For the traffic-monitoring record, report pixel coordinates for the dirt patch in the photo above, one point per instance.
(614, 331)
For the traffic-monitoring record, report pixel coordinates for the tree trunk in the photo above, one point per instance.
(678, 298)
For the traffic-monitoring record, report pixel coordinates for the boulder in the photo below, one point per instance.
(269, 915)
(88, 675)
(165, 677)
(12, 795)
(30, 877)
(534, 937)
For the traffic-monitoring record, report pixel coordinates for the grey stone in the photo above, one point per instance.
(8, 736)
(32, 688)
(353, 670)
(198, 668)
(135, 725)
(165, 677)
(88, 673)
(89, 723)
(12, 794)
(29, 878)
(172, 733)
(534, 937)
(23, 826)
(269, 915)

******

## Challenge:
Copy out all of the data above word for word, keeping every line in its original order.

## Completed exercise:
For the traffic-monitoring record, report pixel coordinates for the dirt patch in the photo above, one point per instance.
(614, 331)
For the traffic-monitoring record, report pixel coordinates for the tree trunk in the photo above, one point per instance.
(678, 298)
For the traffic-monitoring record, report pixel coordinates for the boulder in the photo below, one point per instance.
(269, 915)
(88, 675)
(165, 677)
(12, 795)
(30, 877)
(534, 937)
For the traffic-monitoring record, report pixel coordinates for the grey stone in the photo above, one point per instance.
(8, 736)
(32, 688)
(353, 670)
(198, 668)
(135, 725)
(165, 677)
(88, 673)
(89, 723)
(12, 794)
(29, 878)
(172, 733)
(534, 937)
(23, 826)
(269, 915)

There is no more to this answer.